### Excerpt to read

------------------------------------------------------------

The Coens' effortless genre hopping has resulted in one of the most eclectic bodies of work ever and yet they are all unified by an instantly recognisable style which betrays their creator's presence. This contradictory nature has seen the directors shapeshift from one genre to another with each new film and yet allowed them to build and maintain a strong fanbase in thrall to their beloved, highly distinctive personal style. The Coen brothers take on the Gangster film emerged in a year dominated by films of that genre. Scorcese's 'Goodfellas' (1990), Coppola's 'Godfather Part III' (1990) and Abel Ferrara's 'King of New York' (1990) all inspired much buzz and discussion, both positive and negative. But while all this was going on, the elegant, intelligent and beautiful 'Miller's Crossing' somehow slipped through the cracks.

Although it was not a success at the time of release, 'Miller's Crossing' has come to be seen as one of the Coens' best, most mature films. Perhaps its commercial failure could be attributed to the acquired taste that is the Gangster genre but also to the fact that, this being only their third film, the Coens had not yet built up their loyal fanbase and the intentional chasm that seperated the tone of their previous two films, 'Blood Simple' and 'Raising Arizona' (1987), had left audiences completely unsure of what to expect next. The tone of 'Miller's Crossing' is an unusual one, both morbidly grim and vibrantly comedic, and this crucial complexity of mood certainly wouldn't have come across in promotional trailers. At an uninformed glance, 'Miller's Crossing' could well have looked like just another crusty period Gangster film. It was anything but.

------------------------------------------------------------

### Excerpted data
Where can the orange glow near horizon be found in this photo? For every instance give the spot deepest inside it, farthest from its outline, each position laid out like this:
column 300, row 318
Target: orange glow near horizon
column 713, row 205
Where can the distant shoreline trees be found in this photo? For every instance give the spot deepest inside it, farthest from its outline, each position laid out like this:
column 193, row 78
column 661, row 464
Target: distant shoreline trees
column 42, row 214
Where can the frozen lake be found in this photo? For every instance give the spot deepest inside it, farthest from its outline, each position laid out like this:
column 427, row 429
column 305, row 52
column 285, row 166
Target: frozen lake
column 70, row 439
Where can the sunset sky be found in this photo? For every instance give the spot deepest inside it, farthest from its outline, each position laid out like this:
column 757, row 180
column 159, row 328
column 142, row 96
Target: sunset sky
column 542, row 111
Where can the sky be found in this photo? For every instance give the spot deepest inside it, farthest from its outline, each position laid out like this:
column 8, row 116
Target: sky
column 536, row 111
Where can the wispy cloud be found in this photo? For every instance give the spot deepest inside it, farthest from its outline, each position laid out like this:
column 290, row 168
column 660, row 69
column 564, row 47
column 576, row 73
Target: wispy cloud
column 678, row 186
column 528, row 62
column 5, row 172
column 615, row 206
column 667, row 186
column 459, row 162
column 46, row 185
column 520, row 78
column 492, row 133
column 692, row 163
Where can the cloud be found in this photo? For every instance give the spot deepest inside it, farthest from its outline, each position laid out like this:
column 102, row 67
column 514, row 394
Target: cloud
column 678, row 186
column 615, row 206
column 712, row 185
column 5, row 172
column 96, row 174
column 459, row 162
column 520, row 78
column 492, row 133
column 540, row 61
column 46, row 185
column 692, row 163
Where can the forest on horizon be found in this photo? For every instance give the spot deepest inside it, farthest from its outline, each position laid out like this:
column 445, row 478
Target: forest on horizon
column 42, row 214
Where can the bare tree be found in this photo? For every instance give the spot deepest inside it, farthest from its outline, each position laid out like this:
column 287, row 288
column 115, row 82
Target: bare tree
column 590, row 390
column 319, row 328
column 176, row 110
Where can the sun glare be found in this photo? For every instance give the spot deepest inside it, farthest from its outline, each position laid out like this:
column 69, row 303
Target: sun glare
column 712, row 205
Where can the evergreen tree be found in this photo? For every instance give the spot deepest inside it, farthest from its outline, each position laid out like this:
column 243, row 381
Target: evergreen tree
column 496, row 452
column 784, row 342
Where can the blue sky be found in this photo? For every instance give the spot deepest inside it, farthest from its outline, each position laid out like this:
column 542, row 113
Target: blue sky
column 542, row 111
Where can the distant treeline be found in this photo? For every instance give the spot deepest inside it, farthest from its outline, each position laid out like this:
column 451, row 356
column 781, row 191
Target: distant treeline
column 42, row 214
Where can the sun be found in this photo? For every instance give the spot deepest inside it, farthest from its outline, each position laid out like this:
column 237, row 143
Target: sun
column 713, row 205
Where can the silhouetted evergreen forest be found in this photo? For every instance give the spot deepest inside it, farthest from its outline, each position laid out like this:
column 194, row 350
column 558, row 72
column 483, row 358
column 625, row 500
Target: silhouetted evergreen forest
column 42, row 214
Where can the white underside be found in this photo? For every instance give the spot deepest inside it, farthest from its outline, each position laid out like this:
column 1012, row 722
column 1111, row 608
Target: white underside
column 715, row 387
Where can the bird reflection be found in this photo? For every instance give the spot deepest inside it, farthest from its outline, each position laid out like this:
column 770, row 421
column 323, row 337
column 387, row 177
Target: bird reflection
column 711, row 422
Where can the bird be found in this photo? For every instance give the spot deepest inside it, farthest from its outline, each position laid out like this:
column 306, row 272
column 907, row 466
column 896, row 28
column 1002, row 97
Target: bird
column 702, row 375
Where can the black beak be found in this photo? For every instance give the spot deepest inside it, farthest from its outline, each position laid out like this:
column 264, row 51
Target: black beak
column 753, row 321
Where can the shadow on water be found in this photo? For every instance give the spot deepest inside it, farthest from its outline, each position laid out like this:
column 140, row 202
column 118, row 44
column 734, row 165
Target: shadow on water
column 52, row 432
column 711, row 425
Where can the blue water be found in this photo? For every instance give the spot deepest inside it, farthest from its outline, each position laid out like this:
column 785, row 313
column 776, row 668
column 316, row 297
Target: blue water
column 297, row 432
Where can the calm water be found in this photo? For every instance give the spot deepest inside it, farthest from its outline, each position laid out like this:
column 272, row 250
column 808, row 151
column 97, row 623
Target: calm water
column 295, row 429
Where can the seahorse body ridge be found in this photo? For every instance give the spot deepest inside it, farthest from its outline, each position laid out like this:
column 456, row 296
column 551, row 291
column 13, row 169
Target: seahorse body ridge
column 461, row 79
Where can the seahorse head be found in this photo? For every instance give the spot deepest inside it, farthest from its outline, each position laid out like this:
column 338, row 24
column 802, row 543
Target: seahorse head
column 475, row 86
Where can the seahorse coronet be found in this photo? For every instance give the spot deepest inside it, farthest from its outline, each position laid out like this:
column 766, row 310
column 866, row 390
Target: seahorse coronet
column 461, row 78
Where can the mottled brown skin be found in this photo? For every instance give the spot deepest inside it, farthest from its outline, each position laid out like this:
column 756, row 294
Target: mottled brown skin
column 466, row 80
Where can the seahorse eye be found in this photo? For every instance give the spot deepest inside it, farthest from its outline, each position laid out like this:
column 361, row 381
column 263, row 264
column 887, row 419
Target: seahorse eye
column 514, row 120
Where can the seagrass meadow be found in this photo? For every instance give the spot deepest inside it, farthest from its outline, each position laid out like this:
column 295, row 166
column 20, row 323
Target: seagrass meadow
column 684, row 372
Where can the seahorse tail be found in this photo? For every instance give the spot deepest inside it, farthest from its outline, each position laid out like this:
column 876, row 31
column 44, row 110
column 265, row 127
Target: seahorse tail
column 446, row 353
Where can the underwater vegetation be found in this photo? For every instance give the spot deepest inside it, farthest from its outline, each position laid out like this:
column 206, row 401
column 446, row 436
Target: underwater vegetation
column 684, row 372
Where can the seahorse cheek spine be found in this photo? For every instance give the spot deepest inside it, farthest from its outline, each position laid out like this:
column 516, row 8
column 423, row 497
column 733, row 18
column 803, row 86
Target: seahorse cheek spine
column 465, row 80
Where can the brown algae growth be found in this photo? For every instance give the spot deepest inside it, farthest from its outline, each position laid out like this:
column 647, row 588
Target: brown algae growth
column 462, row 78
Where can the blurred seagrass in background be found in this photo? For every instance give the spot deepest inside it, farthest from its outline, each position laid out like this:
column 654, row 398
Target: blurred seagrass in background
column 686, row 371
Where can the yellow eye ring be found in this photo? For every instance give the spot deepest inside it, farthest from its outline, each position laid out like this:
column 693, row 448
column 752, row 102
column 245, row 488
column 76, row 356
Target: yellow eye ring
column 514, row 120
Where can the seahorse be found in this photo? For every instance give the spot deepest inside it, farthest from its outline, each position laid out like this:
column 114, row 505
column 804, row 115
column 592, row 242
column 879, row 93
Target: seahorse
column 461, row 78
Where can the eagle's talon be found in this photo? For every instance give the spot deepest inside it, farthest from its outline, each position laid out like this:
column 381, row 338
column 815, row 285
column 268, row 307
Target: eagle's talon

------------------------------------------------------------

### Objectives
1. Say whether each statement below agrees with the passage on the Coens' 'Miller's Crossing'. Answer yes or no for each, and quote the words from the passage that decide it.
(a) 'Miller's Crossing' was a commercial success when it was first released.
(b) 'Miller's Crossing' was the Coens' third film.
(c) The tone of 'Miller's Crossing' is purely grim.
2. Reproduce the passage on the Coens' 'Miller's Crossing' word for word, starting at "The Coens' effortless" and ending at "through the cracks.".

### Worked answers
1.
(a) No: "Although it was not a success at the time of release"
(b) Yes: "this being only their third film"
(c) No: "both morbidly grim and vibrantly comedic"

2.
The Coens' effortless genre hopping has resulted in one of the most eclectic bodies of work ever and yet they are all unified by an instantly recognisable style which betrays their creator's presence. This contradictory nature has seen the directors shapeshift from one genre to another with each new film and yet allowed them to build and maintain a strong fanbase in thrall to their beloved, highly distinctive personal style. The Coen brothers take on the Gangster film emerged in a year dominated by films of that genre. Scorcese's 'Goodfellas' (1990), Coppola's 'Godfather Part III' (1990) and Abel Ferrara's 'King of New York' (1990) all inspired much buzz and discussion, both positive and negative. But while all this was going on, the elegant, intelligent and beautiful 'Miller's Crossing' somehow slipped through the cracks.